CONSIGNE: Dans l'extrait sur la question homosexuelle au sein des Églises, en quelle année Robert Wuthnow publie-t-il son ouvrage sur la restructuration de la religion aux États-Unis ?

EXTRAIT DU TEXTE:
En s'intéressant spécifiquement à un débat situé au sein de l'Église d'Angleterre, mais observé par l'ensemble de la presse anglaise, A Church at War (une Église en guerre), de Stephen Bates, permet de comprendre une partie des raisons de ce bourgeonnement de publications. Bates, journaliste au Guardian, quotidien britannique de gauche, y relate l'atmosphère belliqueuse des débats opposant les anglicans autour de la question homosexuelle. Pour lui, un seul coupable, le parti évangélique au sein de l'Église d'Angleterre. Une série de portraits et la narration de moments publics (réunion décennale de Lambeth) donnent leur rythme à l'ouvrage de Bates qui s'inscrit uniquement dans le registre journalistique.
Traitons alors cette enquête comme un symptôme : la question homosexuelle est bien devenue, au cœur des Églises, une question de sociologie politique. Ce sont les modes d'exercice du pouvoir, les capacités de régulation, les possibilités d'édicter des normes, qui se retrouvent au centre de débats publics, depuis plus d'une dizaine d'années. Des débats qui prennent souvent la forme de polémiques autour de l'ordination de gays ou de lesbiennes, de controverses autour du « mariage gay » (que ce soient des débats internes sur l'accès des couples du même sexe aux bénédictions ou des prises de position publiques sur l'extension du mariage civil), ou de disputes autour de la visibilité de l'identité homosexuelle au sein des assemblées locales. Si l'ouvrage de Bates illustre une controverse, c'est principalement à travers des discussions sur l'œuvre de deux sociologues que prennent naissance les études – exposées plus loin – qui chercheront à les expliquer.
L'étude des conflits et des débats publics a été fortement aidée par des directions de recherches élaborées au sein de la sociologie des religions américaines dans la fin des années 1980. En 1988, Robert Wuthnow (sociologue, professeur à Princeton), publie un ouvrage sur la restructuration de la religion aux États-Unis depuis 1945 1, dans lequel il se concentre sur la dimension conflictuelle du changement social auquel les dénominations sont soumises. Son analyse est macroscopique et s'intéresse beaucoup plus aux discours, aux représentations symboliques, qu'aux pratiques quotidiennes. Les années quatre-vingt ayant permis de constater le poids de la droite chrétienne américaine et, plus largement, des conservateurs au sein même des Églises, son ouvrage se penche sur les principaux conflits opposant « libéraux » (progressistes, héritiers à la fois du modernisme et d'un christianisme social) et conservateurs. Ses conclusions sont alors que :
Les questions qui divisaient les fidèles en 1968 [les questions raciales et la guerre du Vietnam] les divisaient chacune à leur manière ; les questions qui les divisent en 1980 se renforcent l'une l'autre. Dans la première période, les personnes d'une dénomination particulière pouvaient être d'accord sur le Vietnam mais étaient probablement divisés ad intra par les questions raciales. Et les personnes théologiquement conservatrices (ou libérales) pouvaient s'accorder avec leurs âmes sœurs sur les questions raciales tout en étant probablement divisées en tant que dénomination sur la question du Vietnam. Ainsi, il était moins probable qu'un seul clivage émerge comme fondation principale de la différentiation religieuse. Dans les années 1980, au contraire, la plupart des questions majeures qui animent les leaders religieux semblent diviser le monde théologique en deux camps nettement opposés. 2
Les conflits actuels, selon Wuthnow, se renforcent les uns les autres pour produire deux camps bien définis au sein des dénominations américaines. Parmi ces conflits se trouvent les questions liées à l'homosexualité.

DONNÉES RECUEILLIES:
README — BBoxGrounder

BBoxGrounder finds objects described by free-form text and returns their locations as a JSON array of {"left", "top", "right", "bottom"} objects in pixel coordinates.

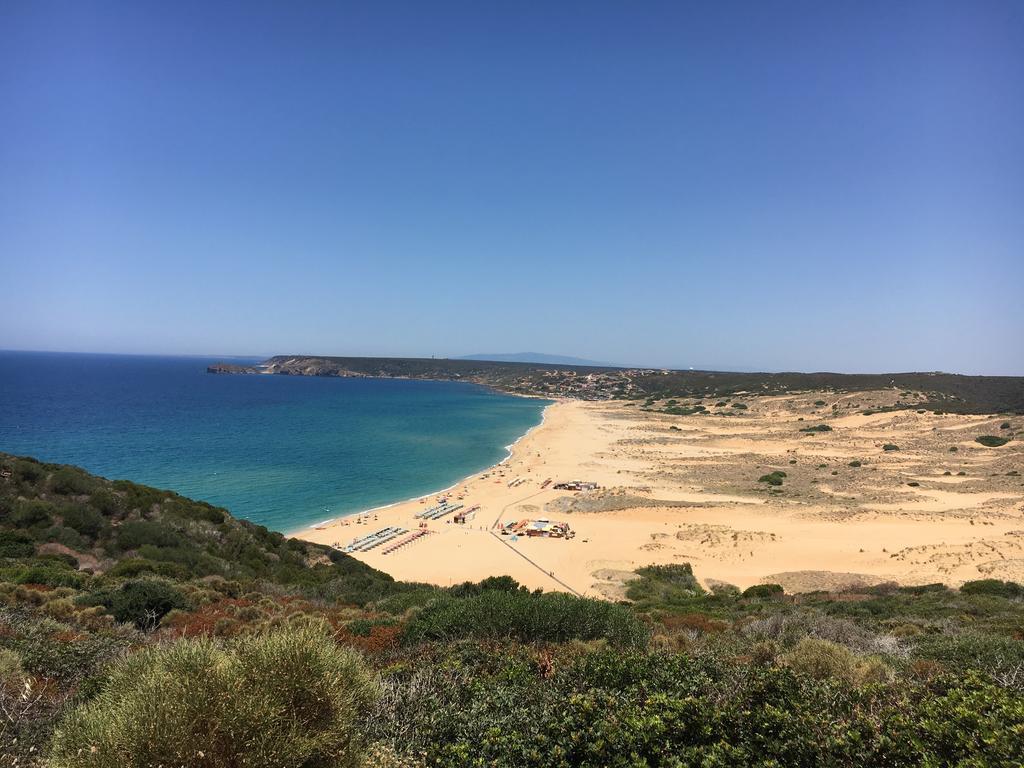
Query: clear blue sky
[{"left": 0, "top": 0, "right": 1024, "bottom": 374}]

RÉPONSE ATTENDUE: En 1988.